Intermediate-Layer Feature Interpreters

Grad-CAM

class interpretdl.GradCAMInterpreter(model: callable, device: str = 'gpu:0')[source]

Gradient CAM Interpreter.

Given a convolutional network and an image classification task, classification activation map (CAM) can be derived from the global average pooling and the last fully-connected layer, and show the important regions that affect model’s decisions.

GradCAM further looks at the gradients flowing into one of the convolutional layers to give weight to activation maps. Note that if there is a global average pooling layer in the network, GradCAM targeting the last layer is equivalent to CAM.

More details regarding the CAM method can be found in the original paper: https://arxiv.org/abs/1512.04150.

More details regarding the GradCAM method can be found in the original paper: https://arxiv.org/abs/1610.02391.

Parameters:
  • model (callable) – A model with forward() and possibly backward() functions.
  • device (str) – The device used for running model, options: "cpu", "gpu:0", "gpu:1" etc.

▶ Problem set:
**1.** Answer these from the Grad-CAM documentation above:
(a) What is the default value of the device parameter?
(b) Under what condition is GradCAM targeting the last layer equivalent to CAM?
(c) Which functions must the model passed to the interpreter have?
**2.** From the Grad-CAM documentation, return verbatim the stretch from "Given a convolutional" through "original paper: https://arxiv.org/abs/1610.02391.".
**3.** Write the next part of the Grad-CAM documentation above, picking up after its final line.

▶ Material provided:
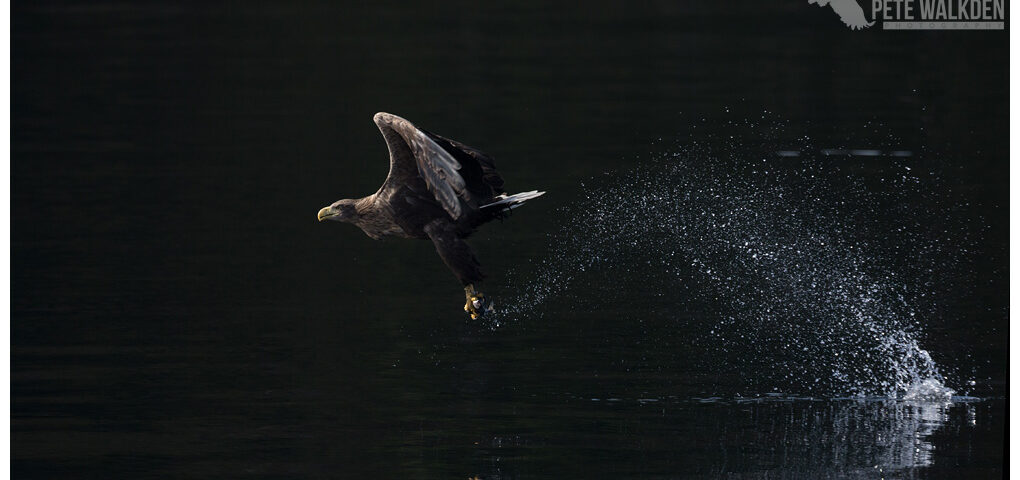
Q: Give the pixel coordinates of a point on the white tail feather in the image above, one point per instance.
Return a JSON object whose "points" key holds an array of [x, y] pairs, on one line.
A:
{"points": [[514, 201]]}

▶ Answers to the tasks:
**1.**
(a) 'gpu:0'
(b) When there is a global average pooling layer in the network.
(c) forward() and possibly backward().

**2.**
Given a convolutional network and an image classification task, classification activation map (CAM) can be derived from the global average pooling and the last fully-connected layer, and show the important regions that affect model’s decisions.

GradCAM further looks at the gradients flowing into one of the convolutional layers to give weight to activation maps. Note that if there is a global average pooling layer in the network, GradCAM targeting the last layer is equivalent to CAM.

More details regarding the CAM method can be found in the original paper: https://arxiv.org/abs/1512.04150.

More details regarding the GradCAM method can be found in the original paper: https://arxiv.org/abs/1610.02391.

**3.**
interpret(inputs: str, target_layer_name: str, label: list = None, resize_to: int = 224, crop_to: int = None, visual: bool = True, save_path: str = None) → numpy.ndarray[source]

The technical details of the GradCAM method are described as follows: GradCAM computes the feature map at the layer of target_layer_name and the gradient of the objective function w.r.t. target_layer_name. With the average of gradients along the spatial dimensions, gradients will be multiplied with feature map, following by a ReLU activation to produce the final explanation.

Parameters:
  • inputs (str or list of strs or numpy.ndarray) – The input image filepath or a list of filepaths or numpy array of read images.
  • target_layer_name (str) – The target layer to calculate gradients.
  • labels (list or tuple or numpy.ndarray, optional) – The target labels to analyze. The number of labels should be equal to the number of images. If None, the most likely label for each image will be used. Default: None.
  • resize_to (int, optional) – Images will be rescaled with the shorter edge being resize_to. Defaults to 224.
  • crop_to (int, optional) – After resize, images will be center cropped to a square image with the size crop_to. If None, no crop will be performed. Defaults to None.
  • visual (bool, optional) – Whether or not to visualize the processed image. Default: True.
  • save_path (str, optional) – The filepath(s) to save the processed image(s). If None, the image will not be saved. Default: None.
Returns:

interpretations/heatmap for images

Return type:

[numpy.ndarray]

Score CAM

class interpretdl.ScoreCAMInterpreter(model: callable, device: str = 'gpu:0')[source]

Score-CAM Interpreter.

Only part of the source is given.